### Short problem a
Write out everything in the listing from the line containing "Note: point to every instance of the rocky" down to the line containing "x=186, y=689", with both of those lines included.

### Supplied text
[start]
This feature was initially designed to shape packet traffic sent over any media, be it Ethernet, Frame-Relay, PPP etc. The command syntax is traffic-shape {rate|group} and allows specifying traffic scope using an access-list (notice that different ACL types are supported). You may tune the Bc/Be values as well as the shaping queue depth (amount of buffers). If the shaper delays traffic, the queue service strategy would be fixed to WFQ with the queue size equal to the buffer space allocated. Additional WFQ parameters such as number of flows and congestive discard threshold could not be tuned and set based on the shaper rate automatically.

An unique feature of GTS is the ability to apply multiple shapers to a single interface. However, shapers are not cascaded, but rather a packet is assigned to the first matching shaper rule. In the example below, there are three rules, with the last one being “fallback”, matching all packets that didn’t match access-lists 100 and 101. Unlike using the legacy CAR feature (rate-limit command) you cannot «cascade» multiple traffic-shape statements on the same interface.
[end]
### Dataset content
[start]
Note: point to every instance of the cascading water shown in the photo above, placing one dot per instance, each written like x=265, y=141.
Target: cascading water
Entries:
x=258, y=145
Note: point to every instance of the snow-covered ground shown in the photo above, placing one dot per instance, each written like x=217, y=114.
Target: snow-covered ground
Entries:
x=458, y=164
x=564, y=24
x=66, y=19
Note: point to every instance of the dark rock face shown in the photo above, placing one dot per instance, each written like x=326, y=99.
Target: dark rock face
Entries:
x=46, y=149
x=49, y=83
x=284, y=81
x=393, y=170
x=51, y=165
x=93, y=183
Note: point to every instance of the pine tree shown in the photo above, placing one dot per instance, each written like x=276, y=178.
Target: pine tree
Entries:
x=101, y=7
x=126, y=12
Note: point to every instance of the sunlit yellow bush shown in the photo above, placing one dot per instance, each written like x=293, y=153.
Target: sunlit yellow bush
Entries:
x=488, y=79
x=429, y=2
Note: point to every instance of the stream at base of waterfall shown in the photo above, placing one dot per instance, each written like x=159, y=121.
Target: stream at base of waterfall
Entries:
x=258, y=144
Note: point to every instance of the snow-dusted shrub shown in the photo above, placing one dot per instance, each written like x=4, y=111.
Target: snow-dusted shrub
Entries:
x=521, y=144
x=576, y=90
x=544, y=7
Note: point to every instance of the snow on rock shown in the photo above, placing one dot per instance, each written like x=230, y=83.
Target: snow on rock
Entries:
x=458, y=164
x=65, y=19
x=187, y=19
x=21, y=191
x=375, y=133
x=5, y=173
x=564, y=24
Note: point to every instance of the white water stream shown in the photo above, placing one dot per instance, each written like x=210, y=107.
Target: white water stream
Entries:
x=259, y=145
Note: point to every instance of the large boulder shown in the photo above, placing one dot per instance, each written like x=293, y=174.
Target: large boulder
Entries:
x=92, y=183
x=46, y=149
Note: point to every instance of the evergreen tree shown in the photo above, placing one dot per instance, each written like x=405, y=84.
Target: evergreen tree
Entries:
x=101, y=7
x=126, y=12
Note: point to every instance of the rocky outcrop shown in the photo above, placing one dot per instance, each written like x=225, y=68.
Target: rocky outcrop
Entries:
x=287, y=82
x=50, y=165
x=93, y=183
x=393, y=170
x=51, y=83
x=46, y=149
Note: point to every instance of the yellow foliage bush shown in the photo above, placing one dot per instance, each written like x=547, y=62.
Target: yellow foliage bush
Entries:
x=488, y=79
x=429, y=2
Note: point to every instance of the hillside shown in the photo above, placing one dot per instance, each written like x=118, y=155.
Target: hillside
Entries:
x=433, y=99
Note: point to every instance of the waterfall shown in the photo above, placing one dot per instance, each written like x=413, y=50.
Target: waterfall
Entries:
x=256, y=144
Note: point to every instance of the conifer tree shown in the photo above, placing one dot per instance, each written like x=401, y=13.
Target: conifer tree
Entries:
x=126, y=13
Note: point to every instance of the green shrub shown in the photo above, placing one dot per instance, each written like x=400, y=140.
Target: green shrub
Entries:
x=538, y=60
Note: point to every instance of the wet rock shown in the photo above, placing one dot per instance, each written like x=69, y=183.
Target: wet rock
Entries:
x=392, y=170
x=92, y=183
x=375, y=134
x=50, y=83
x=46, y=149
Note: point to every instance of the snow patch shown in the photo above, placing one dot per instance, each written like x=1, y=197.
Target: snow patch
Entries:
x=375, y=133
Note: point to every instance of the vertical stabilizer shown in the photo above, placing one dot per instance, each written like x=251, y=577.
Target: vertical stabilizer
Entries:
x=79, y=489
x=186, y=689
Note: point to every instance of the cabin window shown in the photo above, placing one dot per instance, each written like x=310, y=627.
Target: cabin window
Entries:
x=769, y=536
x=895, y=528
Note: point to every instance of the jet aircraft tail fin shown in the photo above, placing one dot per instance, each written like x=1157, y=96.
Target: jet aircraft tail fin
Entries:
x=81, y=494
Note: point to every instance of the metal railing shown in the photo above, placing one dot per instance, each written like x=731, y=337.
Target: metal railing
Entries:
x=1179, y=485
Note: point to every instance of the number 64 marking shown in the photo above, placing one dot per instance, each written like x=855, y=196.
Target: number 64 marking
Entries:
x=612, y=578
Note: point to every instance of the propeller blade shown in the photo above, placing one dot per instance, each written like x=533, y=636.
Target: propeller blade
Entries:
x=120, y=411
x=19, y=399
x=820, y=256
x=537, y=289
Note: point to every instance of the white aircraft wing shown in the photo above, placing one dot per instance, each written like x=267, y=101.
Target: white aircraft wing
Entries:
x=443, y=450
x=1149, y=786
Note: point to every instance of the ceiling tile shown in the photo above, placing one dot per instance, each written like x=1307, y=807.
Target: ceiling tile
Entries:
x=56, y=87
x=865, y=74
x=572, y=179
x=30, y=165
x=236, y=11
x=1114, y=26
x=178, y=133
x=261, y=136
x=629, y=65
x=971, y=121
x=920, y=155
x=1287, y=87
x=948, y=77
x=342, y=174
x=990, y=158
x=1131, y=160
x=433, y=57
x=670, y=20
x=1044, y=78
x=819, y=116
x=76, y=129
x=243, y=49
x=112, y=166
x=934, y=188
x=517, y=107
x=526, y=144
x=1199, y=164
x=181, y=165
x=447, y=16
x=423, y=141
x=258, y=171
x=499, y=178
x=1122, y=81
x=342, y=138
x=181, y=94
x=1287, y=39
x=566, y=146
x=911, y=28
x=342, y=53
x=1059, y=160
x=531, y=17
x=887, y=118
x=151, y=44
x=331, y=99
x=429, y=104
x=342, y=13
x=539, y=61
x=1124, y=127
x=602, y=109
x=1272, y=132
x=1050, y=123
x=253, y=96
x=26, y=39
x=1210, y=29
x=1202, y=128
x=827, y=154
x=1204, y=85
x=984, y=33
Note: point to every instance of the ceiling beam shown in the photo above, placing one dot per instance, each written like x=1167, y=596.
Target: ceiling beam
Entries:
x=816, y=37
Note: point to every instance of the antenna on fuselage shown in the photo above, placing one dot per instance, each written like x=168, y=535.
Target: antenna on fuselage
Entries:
[end]
### Short problem b
Answer these questions from the text on Generic Traffic Shaping:
(i) When the shaper delays traffic, what queue service strategy is used?
(ii) If several shapers are applied to one interface, which shaper rule is a packet assigned to?
(iii) Which legacy feature, unlike traffic-shape statements, allows multiple statements to be cascaded on the same interface?

### Task solution a
Note: point to every instance of the rocky outcrop shown in the photo above, placing one dot per instance, each written like x=225, y=68.
Target: rocky outcrop
Entries:
x=287, y=82
x=50, y=165
x=93, y=183
x=393, y=170
x=51, y=83
x=46, y=149
Note: point to every instance of the yellow foliage bush shown in the photo above, placing one dot per instance, each written like x=547, y=62.
Target: yellow foliage bush
Entries:
x=488, y=79
x=429, y=2
Note: point to every instance of the hillside shown in the photo above, placing one dot per instance, each written like x=118, y=155.
Target: hillside
Entries:
x=433, y=99
Note: point to every instance of the waterfall shown in the photo above, placing one dot per instance, each written like x=413, y=50.
Target: waterfall
Entries:
x=256, y=144
Note: point to every instance of the conifer tree shown in the photo above, placing one dot per instance, each written like x=401, y=13.
Target: conifer tree
Entries:
x=126, y=13
Note: point to every instance of the green shrub shown in the photo above, placing one dot per instance, each written like x=400, y=140.
Target: green shrub
Entries:
x=538, y=60
Note: point to every instance of the wet rock shown in the photo above, placing one dot per instance, each written like x=69, y=183.
Target: wet rock
Entries:
x=392, y=170
x=92, y=183
x=375, y=134
x=50, y=83
x=46, y=149
Note: point to every instance of the snow patch shown in the photo above, placing one dot per instance, each written like x=1, y=197.
Target: snow patch
Entries:
x=375, y=133
Note: point to every instance of the vertical stabilizer shown in the photo above, placing one dot per instance, each written like x=251, y=577.
Target: vertical stabilizer
Entries:
x=79, y=489
x=186, y=689

### Task solution b
(i) WFQ, with the queue size equal to the buffer space allocated.
(ii) The first matching shaper rule.
(iii) The CAR feature (the rate-limit command).